*GOAL OF THE EXERCISE*:
Go through the records below and write each one out again unchanged.

(Referring expression pointing data)
***

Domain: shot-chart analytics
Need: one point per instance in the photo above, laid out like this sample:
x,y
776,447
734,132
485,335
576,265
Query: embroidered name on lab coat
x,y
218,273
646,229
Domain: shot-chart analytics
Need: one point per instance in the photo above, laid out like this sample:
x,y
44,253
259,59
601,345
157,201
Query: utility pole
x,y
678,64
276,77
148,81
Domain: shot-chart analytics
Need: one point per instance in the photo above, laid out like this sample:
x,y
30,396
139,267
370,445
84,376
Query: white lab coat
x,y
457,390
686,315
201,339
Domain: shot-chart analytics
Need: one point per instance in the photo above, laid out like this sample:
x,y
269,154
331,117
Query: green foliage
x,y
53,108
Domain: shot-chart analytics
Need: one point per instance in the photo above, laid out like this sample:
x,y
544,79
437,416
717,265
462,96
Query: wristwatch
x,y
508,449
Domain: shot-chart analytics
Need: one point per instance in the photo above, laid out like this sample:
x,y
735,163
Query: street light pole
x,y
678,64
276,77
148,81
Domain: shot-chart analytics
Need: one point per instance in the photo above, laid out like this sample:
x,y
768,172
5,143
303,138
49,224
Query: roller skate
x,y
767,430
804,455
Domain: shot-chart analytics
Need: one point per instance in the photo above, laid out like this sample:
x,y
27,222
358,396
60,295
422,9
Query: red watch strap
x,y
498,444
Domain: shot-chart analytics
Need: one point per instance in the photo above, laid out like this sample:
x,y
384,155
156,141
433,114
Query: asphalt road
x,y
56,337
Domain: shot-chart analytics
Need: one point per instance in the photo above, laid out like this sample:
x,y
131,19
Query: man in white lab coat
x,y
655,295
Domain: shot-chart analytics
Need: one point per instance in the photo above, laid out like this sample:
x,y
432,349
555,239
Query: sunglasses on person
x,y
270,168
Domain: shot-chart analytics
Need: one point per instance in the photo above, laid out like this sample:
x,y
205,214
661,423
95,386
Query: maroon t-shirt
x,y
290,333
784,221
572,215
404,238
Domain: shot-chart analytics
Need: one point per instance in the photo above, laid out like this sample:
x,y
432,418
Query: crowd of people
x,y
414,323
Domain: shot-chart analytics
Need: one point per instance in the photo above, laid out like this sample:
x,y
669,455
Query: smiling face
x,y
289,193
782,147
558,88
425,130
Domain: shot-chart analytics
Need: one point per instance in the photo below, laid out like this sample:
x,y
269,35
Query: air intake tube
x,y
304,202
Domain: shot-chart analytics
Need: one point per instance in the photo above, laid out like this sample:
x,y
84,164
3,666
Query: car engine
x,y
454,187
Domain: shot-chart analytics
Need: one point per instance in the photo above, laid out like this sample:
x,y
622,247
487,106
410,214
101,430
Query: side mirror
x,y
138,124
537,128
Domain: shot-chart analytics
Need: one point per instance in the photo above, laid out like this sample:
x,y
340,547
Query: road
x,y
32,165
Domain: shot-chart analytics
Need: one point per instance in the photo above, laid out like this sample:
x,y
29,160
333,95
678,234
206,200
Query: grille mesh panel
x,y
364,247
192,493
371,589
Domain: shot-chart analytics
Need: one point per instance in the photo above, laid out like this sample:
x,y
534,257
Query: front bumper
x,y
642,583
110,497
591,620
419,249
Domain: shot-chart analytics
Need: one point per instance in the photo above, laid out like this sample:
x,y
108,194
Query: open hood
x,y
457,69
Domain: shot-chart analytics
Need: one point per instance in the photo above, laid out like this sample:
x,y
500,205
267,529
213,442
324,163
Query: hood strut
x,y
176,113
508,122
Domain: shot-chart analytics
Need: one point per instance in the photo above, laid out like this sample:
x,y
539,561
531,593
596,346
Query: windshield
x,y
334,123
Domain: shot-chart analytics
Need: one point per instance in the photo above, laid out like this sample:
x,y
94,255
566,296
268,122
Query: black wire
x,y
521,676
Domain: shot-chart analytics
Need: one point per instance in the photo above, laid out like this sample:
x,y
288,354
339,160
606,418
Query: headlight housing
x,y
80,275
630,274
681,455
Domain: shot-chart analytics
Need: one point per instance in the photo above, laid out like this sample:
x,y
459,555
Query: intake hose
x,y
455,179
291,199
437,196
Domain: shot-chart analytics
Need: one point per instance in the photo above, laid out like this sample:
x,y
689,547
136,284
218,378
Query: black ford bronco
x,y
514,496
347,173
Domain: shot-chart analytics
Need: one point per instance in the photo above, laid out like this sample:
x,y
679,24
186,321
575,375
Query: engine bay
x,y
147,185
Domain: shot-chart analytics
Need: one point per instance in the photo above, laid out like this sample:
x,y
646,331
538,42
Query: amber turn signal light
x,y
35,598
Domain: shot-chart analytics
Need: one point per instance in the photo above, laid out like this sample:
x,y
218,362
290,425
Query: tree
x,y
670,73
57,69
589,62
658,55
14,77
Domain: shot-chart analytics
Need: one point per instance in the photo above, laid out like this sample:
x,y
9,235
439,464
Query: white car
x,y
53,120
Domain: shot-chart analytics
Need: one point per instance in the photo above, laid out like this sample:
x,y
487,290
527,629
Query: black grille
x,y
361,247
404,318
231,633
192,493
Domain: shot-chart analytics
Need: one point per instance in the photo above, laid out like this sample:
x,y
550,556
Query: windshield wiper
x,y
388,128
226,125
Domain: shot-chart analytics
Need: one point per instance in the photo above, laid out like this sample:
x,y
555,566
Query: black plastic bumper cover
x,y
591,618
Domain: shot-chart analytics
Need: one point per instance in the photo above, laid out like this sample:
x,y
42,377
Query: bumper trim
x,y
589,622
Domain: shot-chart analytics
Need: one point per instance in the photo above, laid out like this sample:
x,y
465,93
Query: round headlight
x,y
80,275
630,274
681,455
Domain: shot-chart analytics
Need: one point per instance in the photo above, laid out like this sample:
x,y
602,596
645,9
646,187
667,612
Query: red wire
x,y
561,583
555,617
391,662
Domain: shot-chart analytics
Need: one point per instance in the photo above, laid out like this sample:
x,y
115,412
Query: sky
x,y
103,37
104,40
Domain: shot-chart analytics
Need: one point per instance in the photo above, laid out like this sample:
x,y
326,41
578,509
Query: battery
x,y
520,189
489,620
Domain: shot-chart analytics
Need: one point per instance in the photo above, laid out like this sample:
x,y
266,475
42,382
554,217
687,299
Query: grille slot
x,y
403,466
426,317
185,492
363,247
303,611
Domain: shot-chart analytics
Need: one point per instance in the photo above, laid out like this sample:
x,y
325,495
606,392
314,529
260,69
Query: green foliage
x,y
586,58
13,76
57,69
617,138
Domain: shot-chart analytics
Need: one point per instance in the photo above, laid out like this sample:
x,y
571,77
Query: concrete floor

***

*SOLUTION*:
Domain: shot-chart analytics
Need: one point per instance in the photo above, laid out like this sample:
x,y
776,447
734,132
485,335
576,265
Query: embroidered name on lab coat
x,y
218,273
646,229
Domain: shot-chart analytics
Need: one point per instance in the photo above, laid out like this sample:
x,y
44,253
259,59
601,345
157,201
Query: utility pole
x,y
678,64
276,77
148,81
Domain: shot-chart analytics
Need: one point per instance in the photo above, laid out like this sample:
x,y
30,396
139,267
370,445
84,376
Query: white lab coat
x,y
457,390
686,315
201,339
Domain: shot-chart analytics
Need: one point per instance in the photo above, laid out like this sample:
x,y
269,154
331,117
Query: green foliage
x,y
53,108
Domain: shot-chart analytics
Need: one point per instance in the photo above, laid out like this sample:
x,y
544,79
437,416
717,265
462,96
Query: wristwatch
x,y
508,449
Domain: shot-chart analytics
Need: one point per instance in the photo above, laid out like this sample:
x,y
735,163
Query: street light pole
x,y
678,64
276,77
148,81
Domain: shot-chart analytics
Need: one point per instance in the photo above, laid out like this sample:
x,y
768,172
5,143
303,138
49,224
Query: roller skate
x,y
767,430
804,455
Domain: shot-chart analytics
Need: one point per instance in the photo above, laid out like this sample:
x,y
27,222
358,396
60,295
422,9
Query: red watch strap
x,y
498,444
Domain: shot-chart analytics
Need: one point per instance in the photo above, laid out like this sample:
x,y
384,155
156,141
433,114
Query: asphalt road
x,y
56,337
Domain: shot-chart analytics
Need: one point per instance in the photo above, laid out like this sample:
x,y
131,19
Query: man in white lab coat
x,y
655,295
Domain: shot-chart analytics
Need: one point per instance in the photo above, laid out like this sample:
x,y
432,349
555,239
Query: sunglasses on person
x,y
270,168
Domain: shot-chart analytics
Need: one point per instance in the photo above, laid out like this sample:
x,y
205,214
661,423
95,386
Query: maroon t-shirt
x,y
290,333
784,221
572,215
404,238
Domain: shot-chart analytics
Need: one point per instance in the photo above, laid out like this sample:
x,y
432,418
Query: crowd of people
x,y
414,323
Domain: shot-chart analytics
Need: one point per instance in the photo above, laid out like this sample:
x,y
669,455
Query: smiling face
x,y
289,193
782,147
558,88
425,130
Domain: shot-chart analytics
Need: one point per instance in the photo below, laid out like this sample:
x,y
269,35
Query: air intake tube
x,y
304,202
Domain: shot-chart analytics
Need: one point per instance in the photo above, laid out like this sample:
x,y
84,164
3,666
Query: car engine
x,y
454,187
Domain: shot-chart analytics
Need: one point per instance in the photo above, laid out like this sample:
x,y
622,247
487,106
410,214
101,430
Query: side mirror
x,y
138,124
537,128
Domain: shot-chart analytics
Need: one point per instance in the photo above, laid out like this sample:
x,y
340,547
Query: road
x,y
32,165
Domain: shot-chart analytics
Need: one point per instance in the photo above, laid out like this sample:
x,y
29,160
333,95
678,234
206,200
Query: grille mesh panel
x,y
364,247
192,493
371,589
Domain: shot-chart analytics
Need: one point per instance in the photo above, laid out like this sample:
x,y
534,257
Query: front bumper
x,y
642,583
110,497
591,620
419,249
Domain: shot-chart analytics
Need: one point per instance in the photo above, laid out like this sample:
x,y
108,194
Query: open hood
x,y
457,69
Domain: shot-chart analytics
Need: one point per instance in the photo above, laid out like this sample:
x,y
500,205
267,529
213,442
324,163
Query: hood strut
x,y
176,113
508,122
Domain: shot-chart analytics
Need: one point per instance in the photo above, laid out like this sample:
x,y
539,561
531,593
596,346
Query: windshield
x,y
334,123
Domain: shot-chart analytics
Need: one point per instance in the photo above, laid out like this sample:
x,y
94,255
566,296
268,122
Query: black wire
x,y
521,676
Domain: shot-chart analytics
Need: one point per instance in the photo above, laid out like this sample:
x,y
288,354
339,160
606,418
Query: headlight housing
x,y
80,275
630,274
681,455
Domain: shot-chart analytics
Need: one point per instance in the photo above, laid out like this sample:
x,y
459,555
Query: intake hose
x,y
455,179
291,199
437,196
Domain: shot-chart analytics
Need: one point per instance in the photo above, laid out like this sample:
x,y
689,547
136,284
218,378
Query: black ford bronco
x,y
514,496
347,173
Domain: shot-chart analytics
Need: one point per instance in the photo above, laid out like this sample:
x,y
679,24
186,321
575,375
Query: engine bay
x,y
147,185
Domain: shot-chart analytics
Need: one point per instance in the photo above, laid out like this sample:
x,y
646,331
538,42
Query: amber turn signal light
x,y
35,598
Domain: shot-chart analytics
Need: one point per instance in the photo above, laid out like this sample:
x,y
218,362
290,425
Query: tree
x,y
670,73
57,69
589,62
658,55
14,77
Domain: shot-chart analytics
Need: one point per instance in the photo above, laid out like this sample:
x,y
9,235
439,464
Query: white car
x,y
53,120
Domain: shot-chart analytics
Need: one point per instance in the photo above, laid out like this sample:
x,y
487,290
527,629
Query: black grille
x,y
361,247
404,318
231,633
192,493
Domain: shot-chart analytics
Need: one point per instance in the photo above, laid out like this sample:
x,y
550,556
Query: windshield wiper
x,y
388,128
226,125
Domain: shot-chart analytics
Need: one point per instance in the photo above, laid out like this sample:
x,y
555,566
Query: black plastic bumper cover
x,y
591,618
Domain: shot-chart analytics
Need: one point per instance in the photo above, laid out like this sample:
x,y
42,377
Query: bumper trim
x,y
589,622
Domain: shot-chart analytics
Need: one point per instance in the photo above, laid out like this sample:
x,y
465,93
Query: round headlight
x,y
80,275
630,274
681,455
Domain: shot-chart analytics
Need: one point per instance in the photo above, laid out like this sample:
x,y
602,596
645,9
646,187
667,612
Query: red wire
x,y
561,583
555,617
391,662
Domain: shot-chart analytics
Need: one point per instance in the photo above, laid out like this sample:
x,y
115,412
Query: sky
x,y
103,37
104,40
Domain: shot-chart analytics
Need: one point per instance in the photo above, laid out like this sample:
x,y
326,41
578,509
Query: battery
x,y
520,189
489,620
Domain: shot-chart analytics
Need: one point per instance in the photo above, laid out like this sample:
x,y
266,475
42,382
554,217
687,299
Query: grille slot
x,y
403,466
426,317
185,492
363,247
303,611
Domain: shot-chart analytics
Need: one point per instance in the photo above, laid out like this sample:
x,y
325,495
606,392
314,529
260,69
Query: green foliage
x,y
586,58
13,76
57,69
617,138
Domain: shot-chart analytics
Need: one point per instance in the photo above, laid out like this sample:
x,y
571,77
Query: concrete floor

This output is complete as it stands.